--- Exercise input ---
◇ ◇ ◇

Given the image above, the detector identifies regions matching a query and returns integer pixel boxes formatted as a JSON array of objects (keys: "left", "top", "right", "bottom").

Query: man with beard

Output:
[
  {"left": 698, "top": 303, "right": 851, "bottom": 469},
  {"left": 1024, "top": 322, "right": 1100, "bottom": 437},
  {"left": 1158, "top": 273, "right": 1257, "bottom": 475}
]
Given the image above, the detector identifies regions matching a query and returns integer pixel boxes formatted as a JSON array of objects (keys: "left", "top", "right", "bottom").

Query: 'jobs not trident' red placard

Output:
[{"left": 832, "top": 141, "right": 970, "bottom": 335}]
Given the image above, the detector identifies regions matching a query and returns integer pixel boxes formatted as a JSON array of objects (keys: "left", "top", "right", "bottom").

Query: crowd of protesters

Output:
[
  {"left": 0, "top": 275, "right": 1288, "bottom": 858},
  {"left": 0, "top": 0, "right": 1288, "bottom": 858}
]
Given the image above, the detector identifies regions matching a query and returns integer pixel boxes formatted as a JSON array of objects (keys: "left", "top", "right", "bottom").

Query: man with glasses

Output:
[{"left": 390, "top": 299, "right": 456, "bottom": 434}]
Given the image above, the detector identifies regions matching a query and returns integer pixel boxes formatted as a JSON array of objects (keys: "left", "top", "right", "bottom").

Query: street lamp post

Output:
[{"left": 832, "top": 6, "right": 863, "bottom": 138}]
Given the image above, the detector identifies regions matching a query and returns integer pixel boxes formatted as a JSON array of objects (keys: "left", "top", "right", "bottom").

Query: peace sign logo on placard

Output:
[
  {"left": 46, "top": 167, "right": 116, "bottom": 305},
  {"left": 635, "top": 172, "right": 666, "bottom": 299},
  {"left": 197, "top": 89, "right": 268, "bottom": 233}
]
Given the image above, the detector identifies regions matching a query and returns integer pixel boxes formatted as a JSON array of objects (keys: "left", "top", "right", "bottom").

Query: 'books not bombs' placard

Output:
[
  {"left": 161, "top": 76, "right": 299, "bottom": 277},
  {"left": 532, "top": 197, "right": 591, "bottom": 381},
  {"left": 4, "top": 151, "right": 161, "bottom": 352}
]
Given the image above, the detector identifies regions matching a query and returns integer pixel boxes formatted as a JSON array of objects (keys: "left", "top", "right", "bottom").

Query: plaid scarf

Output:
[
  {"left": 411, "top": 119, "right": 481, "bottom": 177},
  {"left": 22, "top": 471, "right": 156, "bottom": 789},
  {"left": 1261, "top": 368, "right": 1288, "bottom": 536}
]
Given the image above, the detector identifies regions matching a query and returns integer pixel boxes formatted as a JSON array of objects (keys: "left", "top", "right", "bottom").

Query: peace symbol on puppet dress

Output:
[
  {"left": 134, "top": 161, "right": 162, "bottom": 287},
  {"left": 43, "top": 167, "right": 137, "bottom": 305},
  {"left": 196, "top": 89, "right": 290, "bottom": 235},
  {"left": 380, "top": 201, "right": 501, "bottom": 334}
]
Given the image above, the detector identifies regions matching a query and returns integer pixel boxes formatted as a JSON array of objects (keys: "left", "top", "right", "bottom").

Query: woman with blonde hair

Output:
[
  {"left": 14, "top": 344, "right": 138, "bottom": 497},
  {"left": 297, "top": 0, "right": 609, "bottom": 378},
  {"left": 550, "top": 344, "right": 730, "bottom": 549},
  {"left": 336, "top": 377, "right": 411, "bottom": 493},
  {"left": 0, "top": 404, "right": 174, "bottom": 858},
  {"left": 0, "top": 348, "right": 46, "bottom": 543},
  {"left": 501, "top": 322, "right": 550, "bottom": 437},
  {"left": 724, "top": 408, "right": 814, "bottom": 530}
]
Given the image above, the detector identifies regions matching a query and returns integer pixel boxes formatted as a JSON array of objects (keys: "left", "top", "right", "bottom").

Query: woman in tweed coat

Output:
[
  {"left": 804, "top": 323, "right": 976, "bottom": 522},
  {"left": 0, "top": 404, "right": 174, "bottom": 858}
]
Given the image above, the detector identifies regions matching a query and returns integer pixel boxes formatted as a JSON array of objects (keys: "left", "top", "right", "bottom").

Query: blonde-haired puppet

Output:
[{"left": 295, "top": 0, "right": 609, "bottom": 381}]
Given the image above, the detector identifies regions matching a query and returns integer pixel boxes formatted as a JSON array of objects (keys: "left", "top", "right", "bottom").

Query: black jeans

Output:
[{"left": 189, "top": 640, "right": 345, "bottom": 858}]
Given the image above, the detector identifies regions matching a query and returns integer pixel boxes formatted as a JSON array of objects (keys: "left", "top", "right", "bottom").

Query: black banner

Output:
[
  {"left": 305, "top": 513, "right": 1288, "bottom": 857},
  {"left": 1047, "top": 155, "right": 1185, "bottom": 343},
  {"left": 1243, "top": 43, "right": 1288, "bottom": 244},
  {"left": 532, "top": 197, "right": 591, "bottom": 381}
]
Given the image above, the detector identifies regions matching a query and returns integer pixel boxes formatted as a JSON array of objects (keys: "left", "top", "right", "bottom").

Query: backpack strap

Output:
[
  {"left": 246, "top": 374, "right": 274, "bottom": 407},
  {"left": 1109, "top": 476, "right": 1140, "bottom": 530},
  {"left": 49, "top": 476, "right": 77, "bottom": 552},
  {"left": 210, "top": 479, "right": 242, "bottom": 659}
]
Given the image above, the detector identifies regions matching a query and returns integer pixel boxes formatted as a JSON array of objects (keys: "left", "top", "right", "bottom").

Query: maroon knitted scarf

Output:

◇ ◇ ◇

--- Exercise task ---
Pull out each line above that contains the word "placard". Case counts, so a line that has the word only with different capitalization does not qualify.

--- Finished exercise ---
Query: 'jobs not trident' red placard
Query: peace sign logo on placard
Query: 'books not bombs' placard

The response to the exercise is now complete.